[Records contained in a dataset]
--- START ---

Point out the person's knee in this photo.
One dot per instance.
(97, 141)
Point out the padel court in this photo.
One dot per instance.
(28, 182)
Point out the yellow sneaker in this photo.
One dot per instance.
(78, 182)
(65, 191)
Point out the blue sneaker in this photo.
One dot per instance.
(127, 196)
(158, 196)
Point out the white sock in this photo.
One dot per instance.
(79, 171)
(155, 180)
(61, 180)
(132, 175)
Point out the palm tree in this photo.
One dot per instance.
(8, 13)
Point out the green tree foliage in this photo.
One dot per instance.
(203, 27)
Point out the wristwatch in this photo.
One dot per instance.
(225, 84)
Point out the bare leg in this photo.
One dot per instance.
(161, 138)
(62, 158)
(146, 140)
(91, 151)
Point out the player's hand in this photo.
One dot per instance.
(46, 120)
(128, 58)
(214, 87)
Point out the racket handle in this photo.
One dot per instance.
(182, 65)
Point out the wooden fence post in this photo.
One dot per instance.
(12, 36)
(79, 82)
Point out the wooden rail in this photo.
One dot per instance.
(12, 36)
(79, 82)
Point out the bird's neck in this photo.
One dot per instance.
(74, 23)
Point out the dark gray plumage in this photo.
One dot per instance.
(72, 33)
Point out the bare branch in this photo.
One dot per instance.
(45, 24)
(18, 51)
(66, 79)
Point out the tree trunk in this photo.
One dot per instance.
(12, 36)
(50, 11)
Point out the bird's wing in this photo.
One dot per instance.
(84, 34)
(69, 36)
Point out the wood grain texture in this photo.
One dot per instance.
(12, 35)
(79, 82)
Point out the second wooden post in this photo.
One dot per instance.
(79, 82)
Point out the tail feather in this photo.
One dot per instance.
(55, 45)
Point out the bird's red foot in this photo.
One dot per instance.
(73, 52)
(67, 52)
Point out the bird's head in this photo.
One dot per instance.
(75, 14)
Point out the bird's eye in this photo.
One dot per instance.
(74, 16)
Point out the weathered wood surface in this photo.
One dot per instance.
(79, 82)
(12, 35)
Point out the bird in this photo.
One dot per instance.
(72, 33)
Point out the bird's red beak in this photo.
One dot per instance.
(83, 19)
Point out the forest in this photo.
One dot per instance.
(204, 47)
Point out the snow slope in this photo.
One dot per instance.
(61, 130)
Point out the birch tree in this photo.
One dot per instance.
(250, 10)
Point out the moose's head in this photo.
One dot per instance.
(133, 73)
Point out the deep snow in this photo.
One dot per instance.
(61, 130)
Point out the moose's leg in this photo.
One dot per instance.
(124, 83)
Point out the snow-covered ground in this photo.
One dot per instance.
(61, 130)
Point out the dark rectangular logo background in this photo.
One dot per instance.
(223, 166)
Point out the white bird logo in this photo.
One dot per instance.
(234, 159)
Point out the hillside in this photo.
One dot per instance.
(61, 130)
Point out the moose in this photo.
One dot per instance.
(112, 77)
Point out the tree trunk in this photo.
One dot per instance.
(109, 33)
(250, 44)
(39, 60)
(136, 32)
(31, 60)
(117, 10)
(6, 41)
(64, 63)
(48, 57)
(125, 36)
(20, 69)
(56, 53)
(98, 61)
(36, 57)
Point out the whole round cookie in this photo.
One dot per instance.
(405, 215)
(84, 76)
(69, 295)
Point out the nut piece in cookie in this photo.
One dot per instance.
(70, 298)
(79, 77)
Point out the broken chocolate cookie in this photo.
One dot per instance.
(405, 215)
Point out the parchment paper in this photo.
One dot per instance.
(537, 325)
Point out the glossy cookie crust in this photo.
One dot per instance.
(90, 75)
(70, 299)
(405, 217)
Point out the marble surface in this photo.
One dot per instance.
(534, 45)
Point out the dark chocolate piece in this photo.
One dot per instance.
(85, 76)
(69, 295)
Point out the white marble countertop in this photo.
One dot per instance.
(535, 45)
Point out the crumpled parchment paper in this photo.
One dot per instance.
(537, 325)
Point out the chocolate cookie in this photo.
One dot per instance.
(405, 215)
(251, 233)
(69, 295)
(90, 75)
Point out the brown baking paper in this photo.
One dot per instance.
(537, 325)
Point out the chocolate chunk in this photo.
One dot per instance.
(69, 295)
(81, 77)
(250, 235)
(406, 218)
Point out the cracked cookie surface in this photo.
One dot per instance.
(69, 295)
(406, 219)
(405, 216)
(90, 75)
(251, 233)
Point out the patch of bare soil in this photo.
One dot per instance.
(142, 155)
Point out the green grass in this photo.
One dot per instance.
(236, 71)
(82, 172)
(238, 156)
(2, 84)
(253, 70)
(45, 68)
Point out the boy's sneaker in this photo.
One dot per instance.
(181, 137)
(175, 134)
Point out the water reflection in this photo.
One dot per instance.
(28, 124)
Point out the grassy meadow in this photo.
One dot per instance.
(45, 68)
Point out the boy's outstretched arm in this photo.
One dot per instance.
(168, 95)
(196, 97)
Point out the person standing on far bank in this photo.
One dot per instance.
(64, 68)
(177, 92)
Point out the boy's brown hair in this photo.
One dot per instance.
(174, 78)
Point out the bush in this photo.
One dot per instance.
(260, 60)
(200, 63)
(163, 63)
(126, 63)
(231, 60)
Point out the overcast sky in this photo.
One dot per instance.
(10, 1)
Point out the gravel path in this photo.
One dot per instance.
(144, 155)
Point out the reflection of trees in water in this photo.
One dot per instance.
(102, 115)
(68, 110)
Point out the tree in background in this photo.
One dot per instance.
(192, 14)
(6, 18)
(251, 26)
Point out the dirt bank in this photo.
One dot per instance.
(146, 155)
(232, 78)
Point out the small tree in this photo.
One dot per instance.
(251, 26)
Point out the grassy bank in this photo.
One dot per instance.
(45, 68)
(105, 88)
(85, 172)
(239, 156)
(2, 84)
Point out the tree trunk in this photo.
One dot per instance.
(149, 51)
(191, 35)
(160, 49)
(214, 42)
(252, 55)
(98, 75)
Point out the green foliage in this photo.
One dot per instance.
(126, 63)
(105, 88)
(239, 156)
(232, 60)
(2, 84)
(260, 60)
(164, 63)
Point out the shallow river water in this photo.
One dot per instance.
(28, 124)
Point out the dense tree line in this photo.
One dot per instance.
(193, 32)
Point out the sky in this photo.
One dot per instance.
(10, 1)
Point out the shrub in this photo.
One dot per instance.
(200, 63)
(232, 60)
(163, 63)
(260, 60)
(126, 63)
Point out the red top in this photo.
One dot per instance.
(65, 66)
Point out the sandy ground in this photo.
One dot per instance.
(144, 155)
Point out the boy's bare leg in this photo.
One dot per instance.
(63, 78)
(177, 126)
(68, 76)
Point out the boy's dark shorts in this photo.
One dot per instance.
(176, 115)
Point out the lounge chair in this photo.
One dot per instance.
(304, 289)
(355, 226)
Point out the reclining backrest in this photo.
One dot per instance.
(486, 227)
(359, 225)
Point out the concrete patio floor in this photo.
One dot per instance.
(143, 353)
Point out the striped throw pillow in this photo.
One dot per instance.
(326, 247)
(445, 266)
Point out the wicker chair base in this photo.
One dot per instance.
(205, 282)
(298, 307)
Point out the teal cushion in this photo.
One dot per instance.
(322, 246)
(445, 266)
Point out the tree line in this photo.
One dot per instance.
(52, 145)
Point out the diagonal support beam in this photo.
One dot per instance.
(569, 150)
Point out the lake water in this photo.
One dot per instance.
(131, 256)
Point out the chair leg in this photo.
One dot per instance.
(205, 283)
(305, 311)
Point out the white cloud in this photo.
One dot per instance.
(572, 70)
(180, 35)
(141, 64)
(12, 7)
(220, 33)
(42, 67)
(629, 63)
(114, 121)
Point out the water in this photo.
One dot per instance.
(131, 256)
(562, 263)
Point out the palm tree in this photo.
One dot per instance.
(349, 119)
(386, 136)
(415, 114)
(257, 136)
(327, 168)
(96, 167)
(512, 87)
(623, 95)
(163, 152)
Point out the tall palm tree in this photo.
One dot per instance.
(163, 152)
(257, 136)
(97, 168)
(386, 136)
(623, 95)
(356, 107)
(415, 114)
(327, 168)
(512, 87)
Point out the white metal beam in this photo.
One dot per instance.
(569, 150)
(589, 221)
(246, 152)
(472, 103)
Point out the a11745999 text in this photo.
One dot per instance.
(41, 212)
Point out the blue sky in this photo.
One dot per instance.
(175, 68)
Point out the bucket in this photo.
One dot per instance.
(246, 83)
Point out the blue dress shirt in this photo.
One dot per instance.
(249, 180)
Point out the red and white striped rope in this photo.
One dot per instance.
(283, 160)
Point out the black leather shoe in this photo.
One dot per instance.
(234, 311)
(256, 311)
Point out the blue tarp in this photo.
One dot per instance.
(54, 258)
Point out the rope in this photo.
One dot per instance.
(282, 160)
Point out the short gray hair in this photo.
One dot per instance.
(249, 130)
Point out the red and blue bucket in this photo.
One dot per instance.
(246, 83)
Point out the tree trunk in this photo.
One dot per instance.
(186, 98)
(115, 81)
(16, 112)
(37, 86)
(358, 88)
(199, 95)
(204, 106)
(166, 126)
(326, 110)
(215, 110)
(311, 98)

--- END ---

About this task → Transcribe the records from their first line. Stop after the line with "Point out the white sock in this photo.", including it.

Solution for this exercise →
Point out the person's knee in this photo.
One dot per instance.
(97, 141)
Point out the padel court in this photo.
One dot per instance.
(28, 182)
Point out the yellow sneaker in this photo.
One dot per instance.
(78, 182)
(65, 191)
Point out the blue sneaker in this photo.
One dot per instance.
(127, 196)
(158, 196)
Point out the white sock in this photo.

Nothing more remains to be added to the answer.